Description of the task = Copy only those lines which run from the line containing "point: crowd of" to the end of the entries below, both inclusive, exactly as written and with no pictures.

Source records =

◇ ◇ ◇ ◇ ◇ ◇ ◇

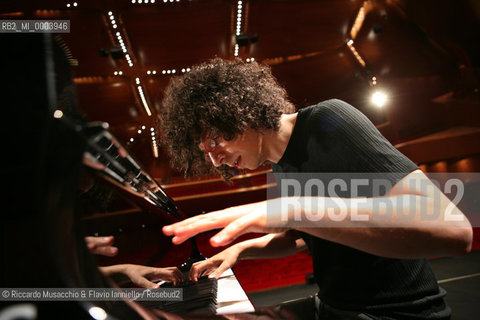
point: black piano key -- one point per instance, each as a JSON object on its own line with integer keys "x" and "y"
{"x": 198, "y": 298}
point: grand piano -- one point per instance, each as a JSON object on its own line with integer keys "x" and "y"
{"x": 433, "y": 76}
{"x": 43, "y": 234}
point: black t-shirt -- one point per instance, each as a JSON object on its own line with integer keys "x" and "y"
{"x": 334, "y": 137}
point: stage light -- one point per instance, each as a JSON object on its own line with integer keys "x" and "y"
{"x": 379, "y": 98}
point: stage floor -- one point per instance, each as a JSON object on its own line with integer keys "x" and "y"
{"x": 460, "y": 276}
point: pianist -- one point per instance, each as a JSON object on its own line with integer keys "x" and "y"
{"x": 225, "y": 115}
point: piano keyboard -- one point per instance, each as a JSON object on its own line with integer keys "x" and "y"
{"x": 198, "y": 298}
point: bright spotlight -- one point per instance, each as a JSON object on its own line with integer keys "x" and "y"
{"x": 379, "y": 99}
{"x": 97, "y": 313}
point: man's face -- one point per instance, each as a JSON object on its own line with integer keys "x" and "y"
{"x": 244, "y": 151}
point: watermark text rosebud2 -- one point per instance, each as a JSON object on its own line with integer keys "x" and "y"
{"x": 372, "y": 200}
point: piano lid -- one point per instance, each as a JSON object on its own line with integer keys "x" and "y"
{"x": 105, "y": 154}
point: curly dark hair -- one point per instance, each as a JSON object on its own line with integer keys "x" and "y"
{"x": 222, "y": 96}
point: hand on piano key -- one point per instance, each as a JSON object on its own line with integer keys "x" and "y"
{"x": 215, "y": 266}
{"x": 235, "y": 221}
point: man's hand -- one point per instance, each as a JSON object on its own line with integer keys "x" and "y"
{"x": 101, "y": 245}
{"x": 235, "y": 221}
{"x": 215, "y": 265}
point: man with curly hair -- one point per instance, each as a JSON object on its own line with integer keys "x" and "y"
{"x": 230, "y": 114}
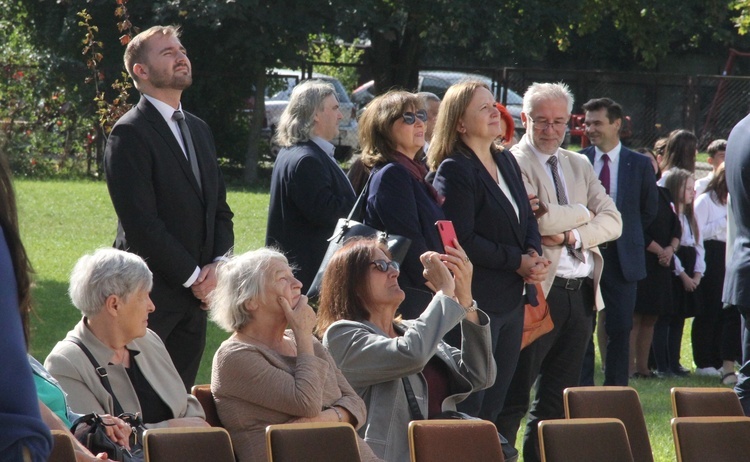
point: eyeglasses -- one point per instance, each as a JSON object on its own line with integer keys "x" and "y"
{"x": 382, "y": 265}
{"x": 542, "y": 124}
{"x": 411, "y": 117}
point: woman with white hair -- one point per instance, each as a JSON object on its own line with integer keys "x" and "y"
{"x": 264, "y": 373}
{"x": 111, "y": 289}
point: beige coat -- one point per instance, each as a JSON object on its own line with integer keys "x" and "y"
{"x": 583, "y": 187}
{"x": 72, "y": 368}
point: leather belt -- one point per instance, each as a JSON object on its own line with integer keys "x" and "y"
{"x": 569, "y": 284}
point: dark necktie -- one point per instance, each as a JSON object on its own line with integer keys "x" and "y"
{"x": 562, "y": 199}
{"x": 604, "y": 173}
{"x": 187, "y": 140}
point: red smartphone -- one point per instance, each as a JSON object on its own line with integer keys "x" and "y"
{"x": 447, "y": 232}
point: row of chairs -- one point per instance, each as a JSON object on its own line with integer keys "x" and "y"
{"x": 708, "y": 424}
{"x": 600, "y": 422}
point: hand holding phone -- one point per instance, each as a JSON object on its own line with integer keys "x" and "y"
{"x": 447, "y": 232}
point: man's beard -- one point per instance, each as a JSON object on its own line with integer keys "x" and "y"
{"x": 174, "y": 82}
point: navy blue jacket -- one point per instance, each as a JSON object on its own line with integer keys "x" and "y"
{"x": 637, "y": 201}
{"x": 309, "y": 193}
{"x": 487, "y": 227}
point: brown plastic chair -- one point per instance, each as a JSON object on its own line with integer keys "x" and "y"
{"x": 453, "y": 440}
{"x": 187, "y": 443}
{"x": 312, "y": 442}
{"x": 705, "y": 402}
{"x": 714, "y": 439}
{"x": 62, "y": 449}
{"x": 584, "y": 440}
{"x": 206, "y": 398}
{"x": 620, "y": 403}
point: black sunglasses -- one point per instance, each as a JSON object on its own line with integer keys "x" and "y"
{"x": 382, "y": 265}
{"x": 411, "y": 117}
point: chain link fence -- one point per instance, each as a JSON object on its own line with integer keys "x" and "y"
{"x": 656, "y": 104}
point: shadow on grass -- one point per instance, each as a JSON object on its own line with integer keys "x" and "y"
{"x": 53, "y": 316}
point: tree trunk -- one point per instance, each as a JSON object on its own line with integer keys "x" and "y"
{"x": 396, "y": 56}
{"x": 256, "y": 125}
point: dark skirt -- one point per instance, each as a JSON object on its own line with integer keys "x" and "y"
{"x": 686, "y": 304}
{"x": 654, "y": 296}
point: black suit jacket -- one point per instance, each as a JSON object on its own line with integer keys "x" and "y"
{"x": 487, "y": 226}
{"x": 162, "y": 214}
{"x": 309, "y": 193}
{"x": 637, "y": 201}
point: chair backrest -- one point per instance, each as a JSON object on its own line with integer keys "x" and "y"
{"x": 62, "y": 449}
{"x": 187, "y": 443}
{"x": 206, "y": 398}
{"x": 312, "y": 442}
{"x": 451, "y": 440}
{"x": 620, "y": 403}
{"x": 724, "y": 438}
{"x": 584, "y": 440}
{"x": 705, "y": 402}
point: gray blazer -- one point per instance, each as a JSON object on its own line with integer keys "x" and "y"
{"x": 70, "y": 366}
{"x": 374, "y": 364}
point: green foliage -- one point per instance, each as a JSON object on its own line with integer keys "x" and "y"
{"x": 43, "y": 130}
{"x": 53, "y": 211}
{"x": 742, "y": 22}
{"x": 325, "y": 48}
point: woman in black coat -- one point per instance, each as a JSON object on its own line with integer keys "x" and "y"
{"x": 488, "y": 204}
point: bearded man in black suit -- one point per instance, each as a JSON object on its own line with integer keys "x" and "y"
{"x": 169, "y": 194}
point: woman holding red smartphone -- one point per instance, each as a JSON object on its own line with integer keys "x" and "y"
{"x": 486, "y": 200}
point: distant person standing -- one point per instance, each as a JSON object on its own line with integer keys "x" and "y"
{"x": 169, "y": 194}
{"x": 431, "y": 103}
{"x": 309, "y": 191}
{"x": 717, "y": 151}
{"x": 629, "y": 180}
{"x": 737, "y": 277}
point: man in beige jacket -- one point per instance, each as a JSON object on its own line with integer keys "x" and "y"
{"x": 579, "y": 216}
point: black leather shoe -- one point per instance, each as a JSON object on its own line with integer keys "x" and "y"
{"x": 681, "y": 372}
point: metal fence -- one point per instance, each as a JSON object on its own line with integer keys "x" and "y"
{"x": 708, "y": 105}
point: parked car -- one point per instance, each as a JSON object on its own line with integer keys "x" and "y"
{"x": 438, "y": 82}
{"x": 279, "y": 88}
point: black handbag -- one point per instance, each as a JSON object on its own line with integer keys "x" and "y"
{"x": 95, "y": 438}
{"x": 352, "y": 226}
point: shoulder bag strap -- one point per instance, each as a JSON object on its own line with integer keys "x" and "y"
{"x": 416, "y": 414}
{"x": 358, "y": 210}
{"x": 100, "y": 371}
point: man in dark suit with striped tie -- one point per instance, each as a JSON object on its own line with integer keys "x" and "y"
{"x": 169, "y": 194}
{"x": 629, "y": 180}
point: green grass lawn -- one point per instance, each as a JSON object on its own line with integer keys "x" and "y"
{"x": 62, "y": 220}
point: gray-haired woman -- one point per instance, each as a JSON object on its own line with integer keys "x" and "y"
{"x": 111, "y": 289}
{"x": 265, "y": 373}
{"x": 309, "y": 191}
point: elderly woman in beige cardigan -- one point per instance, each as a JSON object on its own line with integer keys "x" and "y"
{"x": 111, "y": 289}
{"x": 267, "y": 374}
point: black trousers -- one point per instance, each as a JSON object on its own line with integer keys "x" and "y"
{"x": 555, "y": 360}
{"x": 184, "y": 336}
{"x": 619, "y": 297}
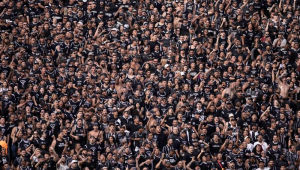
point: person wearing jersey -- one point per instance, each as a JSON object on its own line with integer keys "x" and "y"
{"x": 59, "y": 144}
{"x": 78, "y": 133}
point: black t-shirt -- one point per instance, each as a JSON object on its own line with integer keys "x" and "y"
{"x": 90, "y": 165}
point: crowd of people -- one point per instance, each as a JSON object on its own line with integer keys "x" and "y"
{"x": 150, "y": 84}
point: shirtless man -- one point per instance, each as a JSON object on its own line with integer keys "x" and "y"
{"x": 283, "y": 85}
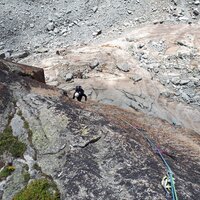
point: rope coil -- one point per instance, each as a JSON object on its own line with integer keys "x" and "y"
{"x": 169, "y": 171}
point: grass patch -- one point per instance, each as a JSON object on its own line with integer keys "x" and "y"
{"x": 40, "y": 189}
{"x": 5, "y": 172}
{"x": 11, "y": 144}
{"x": 26, "y": 177}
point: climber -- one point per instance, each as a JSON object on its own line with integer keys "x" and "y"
{"x": 79, "y": 93}
{"x": 166, "y": 183}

◇ ◇ ◇ ◇ ◇ ◇ ◇

Reply =
point: crowd of people -- one point per instance, each as a JSON object on its own line with integer keys "x" and "y"
{"x": 150, "y": 84}
point: shirtless man -- one point per instance, each as a JSON object on its own line with integer keys "x" and "y"
{"x": 283, "y": 85}
point: rope coil -- one point per instance, each as a JSON object on its own line with integer keys "x" and "y"
{"x": 169, "y": 171}
point: grass patch -- one point per instance, each as a JSON object on its own line with integer keys "x" and "y"
{"x": 40, "y": 189}
{"x": 5, "y": 172}
{"x": 11, "y": 144}
{"x": 26, "y": 177}
point: climber -- one point per instance, each as a JSON object on its own line with integer keys "x" and "y"
{"x": 79, "y": 93}
{"x": 166, "y": 183}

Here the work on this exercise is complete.